* [RECORDS FOR THE EXERCISE]
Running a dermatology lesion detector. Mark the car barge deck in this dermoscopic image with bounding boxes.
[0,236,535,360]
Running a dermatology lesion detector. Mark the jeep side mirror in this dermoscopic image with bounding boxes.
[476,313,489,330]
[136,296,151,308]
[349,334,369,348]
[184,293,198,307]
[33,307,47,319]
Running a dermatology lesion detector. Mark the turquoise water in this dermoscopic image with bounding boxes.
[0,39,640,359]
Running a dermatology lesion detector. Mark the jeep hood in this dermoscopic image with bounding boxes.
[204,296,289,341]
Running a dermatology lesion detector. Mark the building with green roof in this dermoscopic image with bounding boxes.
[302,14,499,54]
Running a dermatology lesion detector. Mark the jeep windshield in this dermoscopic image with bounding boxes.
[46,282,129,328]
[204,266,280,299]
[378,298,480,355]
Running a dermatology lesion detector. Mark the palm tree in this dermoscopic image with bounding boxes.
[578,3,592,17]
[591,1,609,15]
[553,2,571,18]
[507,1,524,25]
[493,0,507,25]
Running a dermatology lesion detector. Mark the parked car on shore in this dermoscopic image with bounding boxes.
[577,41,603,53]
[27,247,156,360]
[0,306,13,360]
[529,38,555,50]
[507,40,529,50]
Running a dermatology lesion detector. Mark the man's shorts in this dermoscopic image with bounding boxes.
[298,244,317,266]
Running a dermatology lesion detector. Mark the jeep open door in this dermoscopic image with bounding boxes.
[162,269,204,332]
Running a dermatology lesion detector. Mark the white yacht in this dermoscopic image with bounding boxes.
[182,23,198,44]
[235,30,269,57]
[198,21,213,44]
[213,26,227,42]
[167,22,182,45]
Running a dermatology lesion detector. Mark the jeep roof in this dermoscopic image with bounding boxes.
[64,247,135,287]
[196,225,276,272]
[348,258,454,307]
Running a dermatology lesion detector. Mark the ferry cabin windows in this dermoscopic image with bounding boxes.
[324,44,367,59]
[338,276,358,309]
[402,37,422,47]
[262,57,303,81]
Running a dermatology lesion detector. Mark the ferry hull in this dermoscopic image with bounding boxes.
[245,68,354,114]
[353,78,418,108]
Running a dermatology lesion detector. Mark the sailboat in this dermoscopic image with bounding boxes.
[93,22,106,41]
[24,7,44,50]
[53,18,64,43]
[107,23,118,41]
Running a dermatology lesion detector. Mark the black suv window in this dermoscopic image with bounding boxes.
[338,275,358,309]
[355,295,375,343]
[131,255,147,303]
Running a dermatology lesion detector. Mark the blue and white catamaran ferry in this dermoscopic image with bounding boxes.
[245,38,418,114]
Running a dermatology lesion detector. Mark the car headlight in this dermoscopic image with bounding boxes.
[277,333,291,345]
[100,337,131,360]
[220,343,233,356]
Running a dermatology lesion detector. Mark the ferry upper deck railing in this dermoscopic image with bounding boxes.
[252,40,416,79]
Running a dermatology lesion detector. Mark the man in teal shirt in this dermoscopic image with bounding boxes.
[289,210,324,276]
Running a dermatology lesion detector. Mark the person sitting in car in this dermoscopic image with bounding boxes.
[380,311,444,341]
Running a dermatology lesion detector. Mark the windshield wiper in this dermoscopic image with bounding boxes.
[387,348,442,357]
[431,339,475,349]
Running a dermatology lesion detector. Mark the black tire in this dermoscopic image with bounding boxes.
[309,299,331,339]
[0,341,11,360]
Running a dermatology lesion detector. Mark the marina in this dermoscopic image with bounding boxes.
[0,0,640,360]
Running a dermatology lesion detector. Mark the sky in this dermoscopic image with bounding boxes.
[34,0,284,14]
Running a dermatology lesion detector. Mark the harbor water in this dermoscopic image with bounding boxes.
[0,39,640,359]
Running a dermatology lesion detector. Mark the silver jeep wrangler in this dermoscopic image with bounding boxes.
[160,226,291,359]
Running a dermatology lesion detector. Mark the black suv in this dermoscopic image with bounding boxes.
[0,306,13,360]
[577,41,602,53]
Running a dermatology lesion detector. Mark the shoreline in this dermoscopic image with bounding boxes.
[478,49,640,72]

* [WHAT YOU HAVE TO DO] Please rewrite the items above with "dermatology lesion detector" changed to "harbor object detector" everywhere, leaving everything else as it is.

* [THE SOLUTION]
Running a harbor object detector. Mark the car barge deck in this dermoscopic image with bounding boxes.
[0,236,535,360]
Running a harbor object detector. Mark the jeep side mirror in this dermoscopic image with bounding boxes.
[476,313,489,330]
[136,296,151,308]
[349,334,369,348]
[184,293,198,307]
[33,307,47,319]
Running a harbor object detector. Mark the turquoise water in this dermoscopic image with bounding boxes.
[0,39,640,359]
Running a harbor object detector. Mark the jeep hood in this dermoscopic image with bounding boxes.
[204,296,289,341]
Running a harbor object detector. Mark the building with green roof in this dermoscopic image with bounding boxes.
[302,14,499,54]
Running a harbor object detector. Mark the jeep windshield in this dermoscopic image with bounding boxes.
[46,282,129,328]
[204,266,280,299]
[378,298,480,355]
Running a harbor object detector. Mark the palm tree in this dermoscopic image with bounding boxes.
[578,3,592,17]
[591,1,609,15]
[553,2,571,18]
[507,1,524,25]
[493,0,507,25]
Running a harbor object detector. Mark the parked car on shore in this dermoscopic image with bounding boxes.
[577,41,603,53]
[27,247,156,360]
[0,306,13,360]
[529,38,555,50]
[507,40,529,50]
Running a harbor object detector. Mark the man's shorts in this dermoscopic image with bounding boxes.
[298,244,317,266]
Running a harbor object detector. Mark the jeep open door in this dermoscopic image with bounding boxes.
[162,269,204,332]
Running a harbor object detector. Mark the white yacht in this dermoscopic image with bounding boxes.
[182,23,198,44]
[235,30,269,57]
[198,21,213,44]
[213,26,227,42]
[167,22,182,45]
Running a harbor object detector. Mark the jeep roof in this dermoscopic image with bounding boxes.
[64,247,135,287]
[196,225,276,272]
[348,258,454,307]
Running a harbor object detector. Mark the ferry cabin windows in this dermoscopic image with bounding boxes.
[324,44,367,59]
[338,276,358,309]
[402,37,422,47]
[262,57,303,81]
Running a harbor object detector. Mark the ferry hull in this dermoscopic image with bounding boxes.
[245,68,354,114]
[353,78,418,108]
Running a harbor object detector. Mark the sailboat in this dermoscopic image with bounding boxes.
[93,22,106,41]
[24,7,44,50]
[53,18,64,43]
[107,23,118,41]
Running a harbor object detector. Mark the black suv window in this dermoscopic image with bounding boxes.
[338,275,358,309]
[355,295,375,343]
[131,255,147,303]
Running a harbor object detector. Mark the blue and white catamaran ferry in this dermoscopic image with bounding boxes.
[245,38,418,114]
Running a harbor object detector. Mark the car headlight in this dermoscopic image with bounding boxes.
[277,333,291,345]
[100,337,131,360]
[220,343,233,356]
Running a harbor object detector. Mark the ferry upper deck railing in this dermoscopic image with bounding boxes.
[252,40,416,79]
Running a harbor object detector. Mark the man in teal shirt in this dermoscopic image with bounding boxes.
[289,210,324,276]
Running a harbor object detector. Mark the person sitting in car in this dermoscopic image with bounding boxes.
[380,311,444,341]
Running a harbor object detector. Mark the windshield wiper in this dermoscopic image with bounding boxes.
[387,348,442,357]
[431,339,475,349]
Running a harbor object detector. Mark the black tire in this dermoscopic image with bounding boxes.
[309,299,331,339]
[0,341,11,360]
Running a harbor object detector. Mark the marina in this dermoscopic image with bounding boxes.
[0,0,640,360]
Running a harbor object detector. Mark the sky in this dermoscopic image with bounding boxes.
[34,0,284,14]
Running a harbor object detector. Mark the harbor water in this dermoscopic image with bounding boxes.
[0,39,640,359]
Running a harbor object detector. Mark the silver jeep wrangler in this dermoscopic image with bounding boxes.
[160,226,291,359]
Running a harbor object detector. Mark the black suv in this dermoscopic image with bounding boxes.
[0,306,13,360]
[577,41,602,53]
Running a harbor object detector. Mark the shoreline in this dermoscopic image with bounding boxes.
[478,49,640,72]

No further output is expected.